What is needed:
Return each line below that contains the string "blurred", copied in full.

Data entries:
● ● ● ● ● ● ●
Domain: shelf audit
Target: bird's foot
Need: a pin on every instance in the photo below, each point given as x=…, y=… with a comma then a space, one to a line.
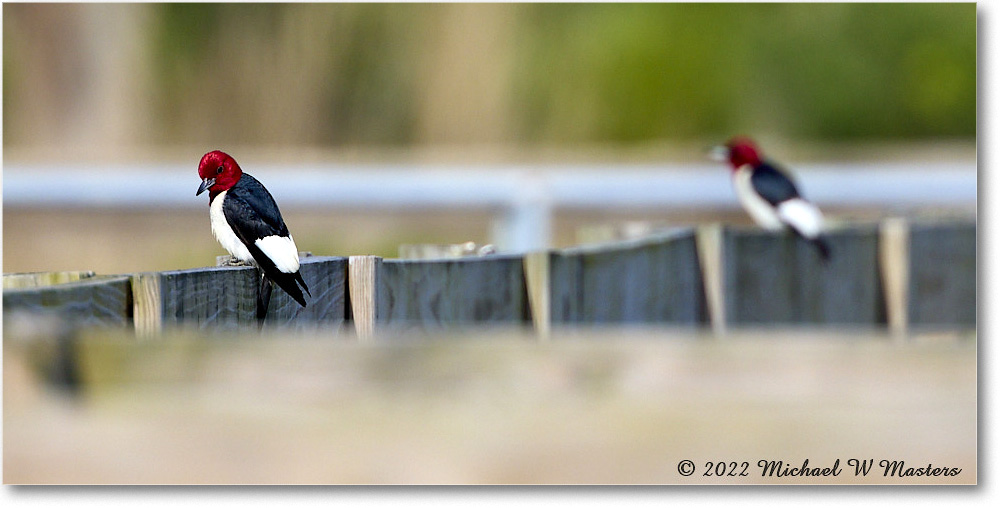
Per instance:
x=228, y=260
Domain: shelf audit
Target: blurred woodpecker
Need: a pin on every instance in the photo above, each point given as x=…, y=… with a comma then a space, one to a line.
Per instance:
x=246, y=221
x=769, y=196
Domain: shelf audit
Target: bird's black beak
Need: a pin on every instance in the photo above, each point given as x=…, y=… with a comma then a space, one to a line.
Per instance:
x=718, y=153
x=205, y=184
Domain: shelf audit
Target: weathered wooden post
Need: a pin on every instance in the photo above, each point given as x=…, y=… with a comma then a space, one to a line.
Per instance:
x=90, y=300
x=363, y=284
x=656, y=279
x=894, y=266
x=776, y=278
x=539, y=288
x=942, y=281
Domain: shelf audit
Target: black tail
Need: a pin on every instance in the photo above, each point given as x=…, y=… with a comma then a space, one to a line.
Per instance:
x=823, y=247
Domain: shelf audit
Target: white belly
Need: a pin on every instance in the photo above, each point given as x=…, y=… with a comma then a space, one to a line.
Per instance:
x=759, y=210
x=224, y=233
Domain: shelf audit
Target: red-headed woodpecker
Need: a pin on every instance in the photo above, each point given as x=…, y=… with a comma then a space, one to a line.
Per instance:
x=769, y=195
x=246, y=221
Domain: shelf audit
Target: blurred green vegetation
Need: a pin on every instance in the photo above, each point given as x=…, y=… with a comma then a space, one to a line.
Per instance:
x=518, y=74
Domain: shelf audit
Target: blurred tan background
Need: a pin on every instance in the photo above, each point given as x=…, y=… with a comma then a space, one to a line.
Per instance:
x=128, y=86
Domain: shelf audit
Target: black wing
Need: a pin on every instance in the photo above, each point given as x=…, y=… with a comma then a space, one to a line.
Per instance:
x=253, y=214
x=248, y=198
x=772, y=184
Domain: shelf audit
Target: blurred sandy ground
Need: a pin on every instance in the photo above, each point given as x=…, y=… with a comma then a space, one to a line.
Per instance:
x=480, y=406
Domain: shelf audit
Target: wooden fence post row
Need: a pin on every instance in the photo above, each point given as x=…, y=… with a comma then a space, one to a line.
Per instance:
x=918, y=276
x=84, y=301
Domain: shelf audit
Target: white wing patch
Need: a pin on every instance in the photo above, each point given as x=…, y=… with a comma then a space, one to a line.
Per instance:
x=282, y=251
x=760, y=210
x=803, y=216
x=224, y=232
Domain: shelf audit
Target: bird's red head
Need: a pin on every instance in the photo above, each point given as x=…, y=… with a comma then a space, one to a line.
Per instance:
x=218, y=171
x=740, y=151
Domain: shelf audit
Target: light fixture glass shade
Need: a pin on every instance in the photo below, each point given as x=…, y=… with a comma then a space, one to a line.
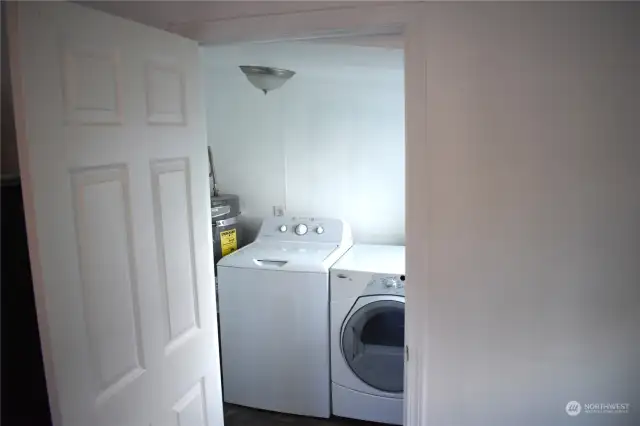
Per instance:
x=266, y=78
● ● ● ● ● ● ●
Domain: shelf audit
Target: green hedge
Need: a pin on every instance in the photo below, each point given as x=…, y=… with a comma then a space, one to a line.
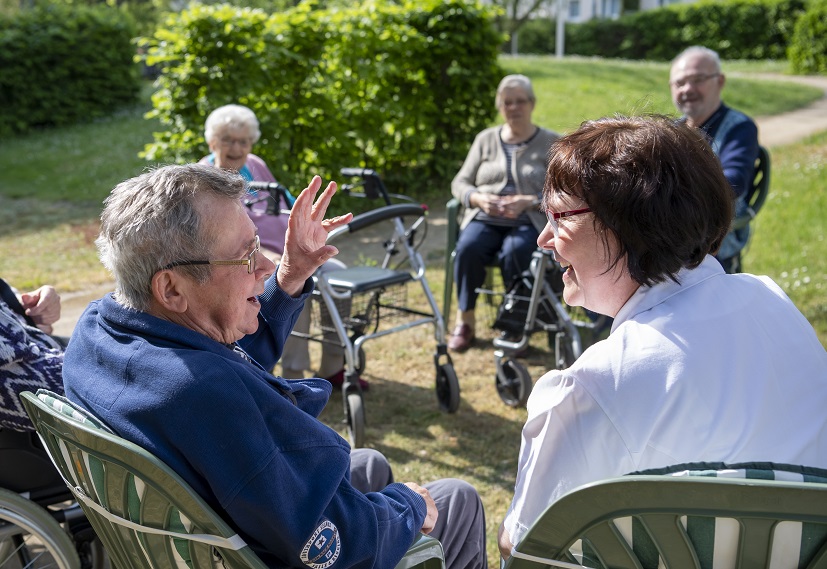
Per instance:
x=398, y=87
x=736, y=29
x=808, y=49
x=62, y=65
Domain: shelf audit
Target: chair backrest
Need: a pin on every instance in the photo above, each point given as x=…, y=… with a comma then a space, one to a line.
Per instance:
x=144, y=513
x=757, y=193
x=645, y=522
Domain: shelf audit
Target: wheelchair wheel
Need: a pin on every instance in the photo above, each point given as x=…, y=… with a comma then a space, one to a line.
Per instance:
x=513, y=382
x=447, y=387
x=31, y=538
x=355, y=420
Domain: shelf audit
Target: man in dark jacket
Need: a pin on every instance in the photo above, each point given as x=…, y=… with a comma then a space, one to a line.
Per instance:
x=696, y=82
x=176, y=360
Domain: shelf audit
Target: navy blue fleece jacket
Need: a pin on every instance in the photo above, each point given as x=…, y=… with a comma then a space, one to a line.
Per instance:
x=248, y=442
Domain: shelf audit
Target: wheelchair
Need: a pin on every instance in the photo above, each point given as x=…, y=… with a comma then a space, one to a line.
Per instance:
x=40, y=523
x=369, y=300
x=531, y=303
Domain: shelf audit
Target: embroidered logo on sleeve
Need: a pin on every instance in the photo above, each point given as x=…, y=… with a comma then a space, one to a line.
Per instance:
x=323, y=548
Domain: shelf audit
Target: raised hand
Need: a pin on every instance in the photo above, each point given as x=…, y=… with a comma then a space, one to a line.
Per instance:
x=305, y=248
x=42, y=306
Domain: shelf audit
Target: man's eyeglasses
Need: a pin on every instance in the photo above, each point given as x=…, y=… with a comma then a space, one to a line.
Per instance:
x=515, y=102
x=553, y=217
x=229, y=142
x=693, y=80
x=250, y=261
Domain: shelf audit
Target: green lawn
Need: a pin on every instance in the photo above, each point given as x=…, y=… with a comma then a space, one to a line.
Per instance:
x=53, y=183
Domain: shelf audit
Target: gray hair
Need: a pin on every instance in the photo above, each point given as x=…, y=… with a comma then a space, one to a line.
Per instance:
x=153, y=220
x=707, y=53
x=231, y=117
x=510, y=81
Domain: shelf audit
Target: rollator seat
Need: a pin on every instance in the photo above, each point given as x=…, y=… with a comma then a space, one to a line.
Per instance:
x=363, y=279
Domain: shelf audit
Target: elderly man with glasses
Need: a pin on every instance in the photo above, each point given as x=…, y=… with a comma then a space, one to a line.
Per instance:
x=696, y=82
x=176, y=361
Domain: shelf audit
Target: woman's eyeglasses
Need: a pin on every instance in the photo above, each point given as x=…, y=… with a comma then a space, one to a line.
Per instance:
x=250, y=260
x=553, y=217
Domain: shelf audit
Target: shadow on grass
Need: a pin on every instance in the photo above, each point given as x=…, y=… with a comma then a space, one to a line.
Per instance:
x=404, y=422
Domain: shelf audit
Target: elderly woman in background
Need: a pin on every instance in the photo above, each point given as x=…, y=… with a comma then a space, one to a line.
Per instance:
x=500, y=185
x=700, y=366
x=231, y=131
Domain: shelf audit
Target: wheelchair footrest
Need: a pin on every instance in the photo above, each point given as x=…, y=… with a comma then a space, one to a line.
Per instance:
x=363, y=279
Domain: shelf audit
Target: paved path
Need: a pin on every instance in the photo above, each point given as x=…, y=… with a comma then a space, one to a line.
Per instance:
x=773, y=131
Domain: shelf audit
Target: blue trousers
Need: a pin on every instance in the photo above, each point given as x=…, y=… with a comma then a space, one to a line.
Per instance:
● ● ● ● ● ● ●
Task solution:
Target: blurred woodpecker
Target: blurred green vegetation
Target: blurred tan background
Target: blurred sandy ground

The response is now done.